- Problem to work on -
Please retype the rows below without any changes, starting with the line that contains "Would you mind picking out the statue's" and going on through the line that contains "<point>25,48</point>", both of those lines included.

──────────

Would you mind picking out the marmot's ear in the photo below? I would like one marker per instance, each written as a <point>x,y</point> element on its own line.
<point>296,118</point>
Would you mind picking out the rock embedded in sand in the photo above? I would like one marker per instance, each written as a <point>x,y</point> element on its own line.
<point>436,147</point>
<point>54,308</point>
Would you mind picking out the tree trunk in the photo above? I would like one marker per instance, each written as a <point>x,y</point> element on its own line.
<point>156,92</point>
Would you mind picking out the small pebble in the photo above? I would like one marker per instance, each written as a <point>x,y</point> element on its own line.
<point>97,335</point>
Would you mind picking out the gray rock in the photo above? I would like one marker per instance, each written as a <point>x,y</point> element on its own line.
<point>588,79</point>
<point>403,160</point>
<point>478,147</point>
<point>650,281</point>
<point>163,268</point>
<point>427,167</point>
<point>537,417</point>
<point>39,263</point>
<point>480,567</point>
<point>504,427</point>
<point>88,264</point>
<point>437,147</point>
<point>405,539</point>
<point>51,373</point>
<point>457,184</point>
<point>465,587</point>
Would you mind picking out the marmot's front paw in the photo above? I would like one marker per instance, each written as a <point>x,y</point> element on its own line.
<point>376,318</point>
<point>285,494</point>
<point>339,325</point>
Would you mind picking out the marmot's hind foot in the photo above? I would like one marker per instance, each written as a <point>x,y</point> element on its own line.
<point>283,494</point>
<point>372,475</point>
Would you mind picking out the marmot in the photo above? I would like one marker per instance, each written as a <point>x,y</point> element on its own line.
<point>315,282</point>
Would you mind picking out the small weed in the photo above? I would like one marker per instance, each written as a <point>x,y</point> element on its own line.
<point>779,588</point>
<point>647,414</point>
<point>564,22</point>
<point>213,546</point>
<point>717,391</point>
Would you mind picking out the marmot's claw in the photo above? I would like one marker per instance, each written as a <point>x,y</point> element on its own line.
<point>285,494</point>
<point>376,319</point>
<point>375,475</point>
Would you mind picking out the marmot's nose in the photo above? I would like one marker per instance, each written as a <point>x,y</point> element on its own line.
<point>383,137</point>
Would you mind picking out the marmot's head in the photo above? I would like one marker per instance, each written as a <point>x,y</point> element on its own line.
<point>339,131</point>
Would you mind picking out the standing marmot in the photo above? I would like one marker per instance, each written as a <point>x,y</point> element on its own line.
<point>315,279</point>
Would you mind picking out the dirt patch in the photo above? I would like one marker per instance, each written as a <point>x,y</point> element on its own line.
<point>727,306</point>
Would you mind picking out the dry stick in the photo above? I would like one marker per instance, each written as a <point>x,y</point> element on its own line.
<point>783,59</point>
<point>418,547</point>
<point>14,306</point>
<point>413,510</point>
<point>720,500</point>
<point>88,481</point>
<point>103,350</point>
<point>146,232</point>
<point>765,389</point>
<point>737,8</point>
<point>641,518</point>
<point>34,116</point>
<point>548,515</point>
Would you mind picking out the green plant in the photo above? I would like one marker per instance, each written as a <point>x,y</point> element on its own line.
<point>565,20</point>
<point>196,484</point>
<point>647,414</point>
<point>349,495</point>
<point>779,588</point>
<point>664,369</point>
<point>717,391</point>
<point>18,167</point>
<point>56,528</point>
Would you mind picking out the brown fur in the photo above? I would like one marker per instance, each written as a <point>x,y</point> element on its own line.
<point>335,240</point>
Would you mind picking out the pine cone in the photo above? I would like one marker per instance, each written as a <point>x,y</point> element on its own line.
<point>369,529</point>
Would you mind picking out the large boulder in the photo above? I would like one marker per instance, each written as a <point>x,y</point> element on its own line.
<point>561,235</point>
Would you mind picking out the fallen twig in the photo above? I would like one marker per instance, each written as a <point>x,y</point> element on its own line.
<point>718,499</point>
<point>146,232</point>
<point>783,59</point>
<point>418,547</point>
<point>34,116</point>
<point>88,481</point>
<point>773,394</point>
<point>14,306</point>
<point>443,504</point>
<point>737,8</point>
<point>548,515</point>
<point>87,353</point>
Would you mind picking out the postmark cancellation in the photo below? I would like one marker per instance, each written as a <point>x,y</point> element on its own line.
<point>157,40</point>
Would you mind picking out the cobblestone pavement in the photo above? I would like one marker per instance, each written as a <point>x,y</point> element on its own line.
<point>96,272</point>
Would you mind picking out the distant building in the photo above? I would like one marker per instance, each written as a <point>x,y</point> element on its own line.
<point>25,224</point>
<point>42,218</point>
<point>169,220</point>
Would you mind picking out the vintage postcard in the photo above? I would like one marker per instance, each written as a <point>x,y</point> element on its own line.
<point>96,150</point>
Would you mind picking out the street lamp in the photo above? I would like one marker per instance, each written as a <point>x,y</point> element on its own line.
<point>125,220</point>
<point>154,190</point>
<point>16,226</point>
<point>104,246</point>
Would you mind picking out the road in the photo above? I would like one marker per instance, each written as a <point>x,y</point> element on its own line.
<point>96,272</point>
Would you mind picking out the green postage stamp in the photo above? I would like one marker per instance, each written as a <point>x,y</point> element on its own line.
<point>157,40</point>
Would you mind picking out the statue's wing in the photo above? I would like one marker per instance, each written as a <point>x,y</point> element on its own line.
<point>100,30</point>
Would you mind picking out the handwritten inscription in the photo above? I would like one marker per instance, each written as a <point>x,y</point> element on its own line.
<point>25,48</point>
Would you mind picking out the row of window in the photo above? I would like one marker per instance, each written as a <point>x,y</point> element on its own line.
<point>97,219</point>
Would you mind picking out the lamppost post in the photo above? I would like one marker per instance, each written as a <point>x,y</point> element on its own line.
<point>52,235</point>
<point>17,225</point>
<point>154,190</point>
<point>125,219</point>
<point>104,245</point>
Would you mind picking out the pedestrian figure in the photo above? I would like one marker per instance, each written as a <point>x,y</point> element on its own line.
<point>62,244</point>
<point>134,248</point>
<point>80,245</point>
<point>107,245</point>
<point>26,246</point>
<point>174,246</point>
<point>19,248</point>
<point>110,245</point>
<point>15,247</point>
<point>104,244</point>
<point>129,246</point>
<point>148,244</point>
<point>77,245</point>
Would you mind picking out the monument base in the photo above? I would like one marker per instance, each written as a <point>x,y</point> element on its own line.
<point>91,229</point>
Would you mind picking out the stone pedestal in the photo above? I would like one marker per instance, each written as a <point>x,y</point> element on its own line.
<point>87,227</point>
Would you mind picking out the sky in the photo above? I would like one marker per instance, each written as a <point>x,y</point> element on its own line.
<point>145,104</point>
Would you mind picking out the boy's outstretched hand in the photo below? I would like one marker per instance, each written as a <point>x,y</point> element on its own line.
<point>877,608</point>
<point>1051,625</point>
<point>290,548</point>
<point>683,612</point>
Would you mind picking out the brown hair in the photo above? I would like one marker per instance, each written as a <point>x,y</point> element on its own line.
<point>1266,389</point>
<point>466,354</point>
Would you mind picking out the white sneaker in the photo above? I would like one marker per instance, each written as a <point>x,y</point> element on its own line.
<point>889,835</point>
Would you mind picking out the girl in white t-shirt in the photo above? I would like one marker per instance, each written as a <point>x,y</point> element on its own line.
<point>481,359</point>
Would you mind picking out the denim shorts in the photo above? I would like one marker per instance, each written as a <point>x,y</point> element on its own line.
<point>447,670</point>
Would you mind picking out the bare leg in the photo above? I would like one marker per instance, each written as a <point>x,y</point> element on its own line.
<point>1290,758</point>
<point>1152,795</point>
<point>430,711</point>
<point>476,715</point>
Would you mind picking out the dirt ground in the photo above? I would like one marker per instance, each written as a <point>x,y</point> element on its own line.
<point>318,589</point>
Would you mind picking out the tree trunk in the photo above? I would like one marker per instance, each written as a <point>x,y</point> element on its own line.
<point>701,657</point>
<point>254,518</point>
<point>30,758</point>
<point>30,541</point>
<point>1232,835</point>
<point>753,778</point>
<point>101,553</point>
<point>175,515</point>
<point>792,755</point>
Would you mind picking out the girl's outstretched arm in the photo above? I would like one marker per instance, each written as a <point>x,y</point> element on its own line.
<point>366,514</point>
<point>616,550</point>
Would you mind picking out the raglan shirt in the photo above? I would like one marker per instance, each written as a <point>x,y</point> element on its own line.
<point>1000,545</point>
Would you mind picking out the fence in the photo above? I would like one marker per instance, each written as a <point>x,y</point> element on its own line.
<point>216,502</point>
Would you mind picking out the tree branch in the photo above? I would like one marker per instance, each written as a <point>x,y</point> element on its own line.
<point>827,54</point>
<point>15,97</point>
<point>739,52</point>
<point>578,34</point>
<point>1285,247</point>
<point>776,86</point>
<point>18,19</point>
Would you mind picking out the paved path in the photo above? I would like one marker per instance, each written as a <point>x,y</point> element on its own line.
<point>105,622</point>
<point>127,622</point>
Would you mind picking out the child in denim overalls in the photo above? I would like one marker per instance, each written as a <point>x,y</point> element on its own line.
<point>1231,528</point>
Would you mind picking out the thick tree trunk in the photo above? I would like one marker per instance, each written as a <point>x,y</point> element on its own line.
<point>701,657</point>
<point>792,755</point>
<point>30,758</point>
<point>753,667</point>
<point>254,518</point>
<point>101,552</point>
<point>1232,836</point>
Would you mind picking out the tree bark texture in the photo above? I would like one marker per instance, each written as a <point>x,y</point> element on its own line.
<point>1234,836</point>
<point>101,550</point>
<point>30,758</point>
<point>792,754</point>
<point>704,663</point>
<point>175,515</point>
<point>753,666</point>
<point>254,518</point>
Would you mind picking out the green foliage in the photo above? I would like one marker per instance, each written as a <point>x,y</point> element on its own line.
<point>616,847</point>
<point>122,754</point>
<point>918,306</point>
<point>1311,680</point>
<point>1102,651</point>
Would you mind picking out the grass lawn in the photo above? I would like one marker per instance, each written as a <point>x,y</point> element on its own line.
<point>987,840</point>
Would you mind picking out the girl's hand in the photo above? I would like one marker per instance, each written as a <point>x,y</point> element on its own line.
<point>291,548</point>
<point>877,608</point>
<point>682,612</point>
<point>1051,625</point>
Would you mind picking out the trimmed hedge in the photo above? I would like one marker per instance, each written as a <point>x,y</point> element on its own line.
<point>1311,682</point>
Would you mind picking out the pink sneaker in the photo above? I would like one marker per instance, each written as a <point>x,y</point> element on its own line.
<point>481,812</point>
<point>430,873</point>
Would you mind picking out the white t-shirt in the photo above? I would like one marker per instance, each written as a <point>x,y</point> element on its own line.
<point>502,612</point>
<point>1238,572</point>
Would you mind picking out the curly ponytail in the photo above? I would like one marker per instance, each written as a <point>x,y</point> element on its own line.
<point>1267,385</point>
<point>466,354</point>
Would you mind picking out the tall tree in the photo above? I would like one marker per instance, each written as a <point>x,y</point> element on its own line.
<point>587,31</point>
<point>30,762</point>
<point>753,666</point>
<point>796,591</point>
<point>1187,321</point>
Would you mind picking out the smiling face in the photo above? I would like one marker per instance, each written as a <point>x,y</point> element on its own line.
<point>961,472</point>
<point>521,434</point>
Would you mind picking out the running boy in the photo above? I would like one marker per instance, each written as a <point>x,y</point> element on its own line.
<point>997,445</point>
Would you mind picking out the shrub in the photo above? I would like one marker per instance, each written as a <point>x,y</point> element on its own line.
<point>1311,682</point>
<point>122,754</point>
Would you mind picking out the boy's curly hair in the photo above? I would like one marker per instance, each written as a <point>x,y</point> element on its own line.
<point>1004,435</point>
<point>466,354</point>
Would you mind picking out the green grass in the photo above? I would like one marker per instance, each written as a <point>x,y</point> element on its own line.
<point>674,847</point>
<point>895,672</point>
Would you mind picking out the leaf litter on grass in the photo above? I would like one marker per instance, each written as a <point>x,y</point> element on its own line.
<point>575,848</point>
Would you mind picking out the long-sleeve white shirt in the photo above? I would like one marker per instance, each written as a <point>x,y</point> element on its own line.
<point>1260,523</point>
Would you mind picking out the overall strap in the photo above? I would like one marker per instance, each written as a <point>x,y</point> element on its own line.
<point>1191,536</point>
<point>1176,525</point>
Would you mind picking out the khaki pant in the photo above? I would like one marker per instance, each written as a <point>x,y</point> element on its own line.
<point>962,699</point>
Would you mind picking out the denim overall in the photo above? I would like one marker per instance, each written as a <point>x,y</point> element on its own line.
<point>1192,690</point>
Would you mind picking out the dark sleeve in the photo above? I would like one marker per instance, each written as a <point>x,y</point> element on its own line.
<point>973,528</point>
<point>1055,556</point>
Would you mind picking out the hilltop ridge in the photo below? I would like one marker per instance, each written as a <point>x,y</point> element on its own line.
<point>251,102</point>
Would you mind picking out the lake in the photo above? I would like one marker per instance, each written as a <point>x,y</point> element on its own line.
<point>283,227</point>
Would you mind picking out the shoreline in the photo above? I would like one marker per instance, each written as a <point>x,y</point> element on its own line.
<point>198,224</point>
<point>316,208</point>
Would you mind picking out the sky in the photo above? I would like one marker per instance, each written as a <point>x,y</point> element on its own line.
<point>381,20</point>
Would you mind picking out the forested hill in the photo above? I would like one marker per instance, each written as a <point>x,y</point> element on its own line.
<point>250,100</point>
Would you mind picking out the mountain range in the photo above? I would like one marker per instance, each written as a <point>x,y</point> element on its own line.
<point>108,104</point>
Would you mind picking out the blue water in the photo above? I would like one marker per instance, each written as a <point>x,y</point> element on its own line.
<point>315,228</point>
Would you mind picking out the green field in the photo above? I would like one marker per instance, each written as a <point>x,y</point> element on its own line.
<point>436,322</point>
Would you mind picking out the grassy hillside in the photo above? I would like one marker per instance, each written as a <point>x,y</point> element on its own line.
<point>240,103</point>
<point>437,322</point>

──────────

- Solution for this task -
Would you mind picking out the statue's wing in the photo above? I would like one marker per instance, each written as a <point>x,y</point> element on its own line.
<point>100,30</point>
Would you mind picking out the handwritten inscription in the photo above? I would like one marker per instance, each written as a <point>x,y</point> element on its own line.
<point>25,48</point>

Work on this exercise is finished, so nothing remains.